# CONSIGNE 1
Dans l'extrait sur l'appel en matière d'assurance-accidents, quel jour la requête d'appel a-t-elle été déposée au secrétariat du Conseil supérieur des assurances sociales ?
# CONSIGNE 2
Poursuivez l'extrait sur l'appel en matière d'assurance-accidents à partir de sa dernière phrase.

# TEXTE DE LA PAGE
* * * * *
Par requête déposée au secrétariat du Conseil supérieur des assurances sociales le 22 septembre 1999, l'Association d'assurance contre les accidents, section industrielle, a relevé appel d'un jugement rendu par le Conseil arbitral des assurances sociales le 10 août 1999 dans la cause pendante entre elle et M. , épouse S., et dont le dispositif est conçu comme suit: Par ces motifs, le Conseil arbitral, statuant contradictoirement et en premier ressort, réformant, dit que la demande en obtention de prestations au titre de l'assurance- accidents, présentée par l'assurée le 13 janvier 1998 est recevable quant à la forme et au délai; renvoie l'affaire devant la commission des rentes de l'Association d'assurance contre les accidents pour y voir statuer sur les prestations devant revenir à l'intéressée.
Les parties furent convoquées pour 1 'audience publique du 2 février 2000, à laquelle le rapporteur désigné, monsieur Camille Hoffmann, fit l'exposé de l'affaire.
* * * * *
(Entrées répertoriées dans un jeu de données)
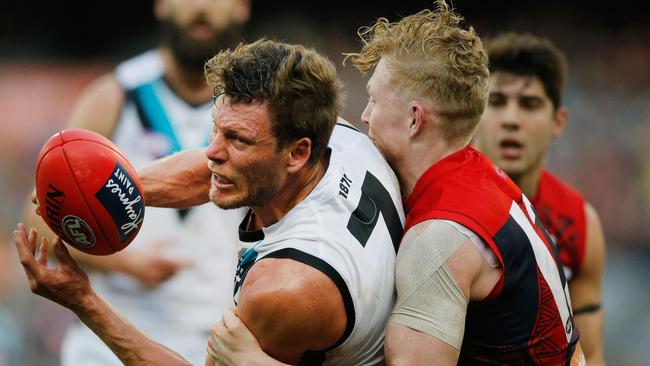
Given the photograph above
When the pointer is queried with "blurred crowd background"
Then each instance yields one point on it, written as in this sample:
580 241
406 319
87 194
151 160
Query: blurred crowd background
49 52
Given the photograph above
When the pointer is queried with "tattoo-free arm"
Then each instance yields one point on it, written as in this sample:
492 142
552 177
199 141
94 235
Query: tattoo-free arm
586 291
180 180
289 308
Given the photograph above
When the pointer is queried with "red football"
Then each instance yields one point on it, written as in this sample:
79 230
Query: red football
88 192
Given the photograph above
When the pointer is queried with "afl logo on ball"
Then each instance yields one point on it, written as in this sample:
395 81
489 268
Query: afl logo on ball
78 231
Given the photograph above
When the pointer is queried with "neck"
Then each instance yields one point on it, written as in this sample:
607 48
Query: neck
188 84
297 187
529 181
420 157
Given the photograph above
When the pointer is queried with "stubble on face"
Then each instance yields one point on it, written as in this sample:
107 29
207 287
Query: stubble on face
256 184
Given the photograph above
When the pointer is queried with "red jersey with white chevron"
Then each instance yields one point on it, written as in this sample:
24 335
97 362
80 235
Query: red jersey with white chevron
562 211
526 319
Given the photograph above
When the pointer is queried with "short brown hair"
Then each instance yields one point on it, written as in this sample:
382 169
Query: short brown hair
527 55
432 54
298 84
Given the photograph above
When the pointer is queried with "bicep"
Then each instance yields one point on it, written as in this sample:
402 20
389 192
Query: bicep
409 347
291 308
586 287
432 293
586 290
98 107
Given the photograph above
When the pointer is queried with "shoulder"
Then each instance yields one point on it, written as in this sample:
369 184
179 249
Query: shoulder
291 307
557 186
140 69
98 107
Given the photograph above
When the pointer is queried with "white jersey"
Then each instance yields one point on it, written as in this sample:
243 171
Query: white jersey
155 122
348 227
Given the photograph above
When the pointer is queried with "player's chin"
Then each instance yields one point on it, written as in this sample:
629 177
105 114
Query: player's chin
225 200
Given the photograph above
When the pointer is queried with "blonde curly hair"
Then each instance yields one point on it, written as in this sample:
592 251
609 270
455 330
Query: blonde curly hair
432 55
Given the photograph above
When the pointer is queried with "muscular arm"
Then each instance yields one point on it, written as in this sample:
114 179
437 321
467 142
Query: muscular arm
445 269
180 180
98 109
586 291
68 285
291 308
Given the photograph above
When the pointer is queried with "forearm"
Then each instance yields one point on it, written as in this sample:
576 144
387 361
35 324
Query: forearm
181 180
130 345
591 334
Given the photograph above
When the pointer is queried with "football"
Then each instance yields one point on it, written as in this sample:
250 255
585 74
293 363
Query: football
88 193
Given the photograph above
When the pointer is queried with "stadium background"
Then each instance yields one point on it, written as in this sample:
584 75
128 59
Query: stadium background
50 51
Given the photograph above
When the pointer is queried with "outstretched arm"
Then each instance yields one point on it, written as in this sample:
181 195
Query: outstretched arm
68 285
180 180
586 292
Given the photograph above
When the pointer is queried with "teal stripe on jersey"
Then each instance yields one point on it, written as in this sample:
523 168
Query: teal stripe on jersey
156 115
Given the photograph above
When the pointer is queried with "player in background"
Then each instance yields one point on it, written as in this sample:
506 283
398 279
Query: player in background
523 116
176 276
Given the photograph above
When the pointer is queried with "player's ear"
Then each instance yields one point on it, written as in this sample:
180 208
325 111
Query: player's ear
161 9
242 11
560 118
417 115
299 153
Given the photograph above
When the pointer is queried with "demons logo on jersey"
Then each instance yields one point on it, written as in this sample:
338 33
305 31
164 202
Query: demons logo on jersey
123 200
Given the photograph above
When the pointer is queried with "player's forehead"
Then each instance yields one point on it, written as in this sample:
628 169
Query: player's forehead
516 85
253 117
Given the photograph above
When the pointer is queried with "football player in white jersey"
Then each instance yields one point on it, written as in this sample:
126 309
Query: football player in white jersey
315 280
172 279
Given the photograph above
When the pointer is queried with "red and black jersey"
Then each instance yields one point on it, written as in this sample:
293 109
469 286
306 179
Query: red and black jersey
* * * * *
# RÉPONSE 1
Le 22 septembre 1999.

# RÉPONSE 2
Monsieur Louis Emringer, pour l'appelante, donna lecture d'une note de plaidoirie et conclut à la réformation du jugement du Conseil arbitral du 1O août 1999 et au rétablissement de la décision de la commission des rentes du 27 avril 1998.
Maître Monique Watgen, pour l'intimée, conclut à la confirmation du jugement du Conseil arbitral du 10 août 1999.
Après prise en délibéré de l'affaire le Conseil supérieur rendit à l'audience publique de ce jour, à laquelle le prononcé avait été fixé, l'arrêt qui suit:
L'assurée M. , infirmière à l'Hôpital Neuropsychiatrique à Ettelbruck, avait subi le 11 juin 1991 une hernie discale L5-S1 avec lombosciatalgie aiguë droite en voulant soulever une patiente alitée.
En 1990, elle avait déjà subi un accident du travail ayant entraîné une hernie discale L3-L4 qui avait été opérée.
Estimant que l'accident du travail du 11 juin 1991 n'avait causé qu'une aggravation passagère d'un état pathologique préexistant, l'Association d'assurance contre les accidents n'avait pris en charge que la période du 11 juin au 1 er juillet 1991.
Par courrier du 8 janvier 1998,M. informa l'Association d'assurance contre les accidents qu'elle souffre toujours des suites de l'accident du 11 juin 1991 et elle verse plusieurs documents médicaux pour établir son état.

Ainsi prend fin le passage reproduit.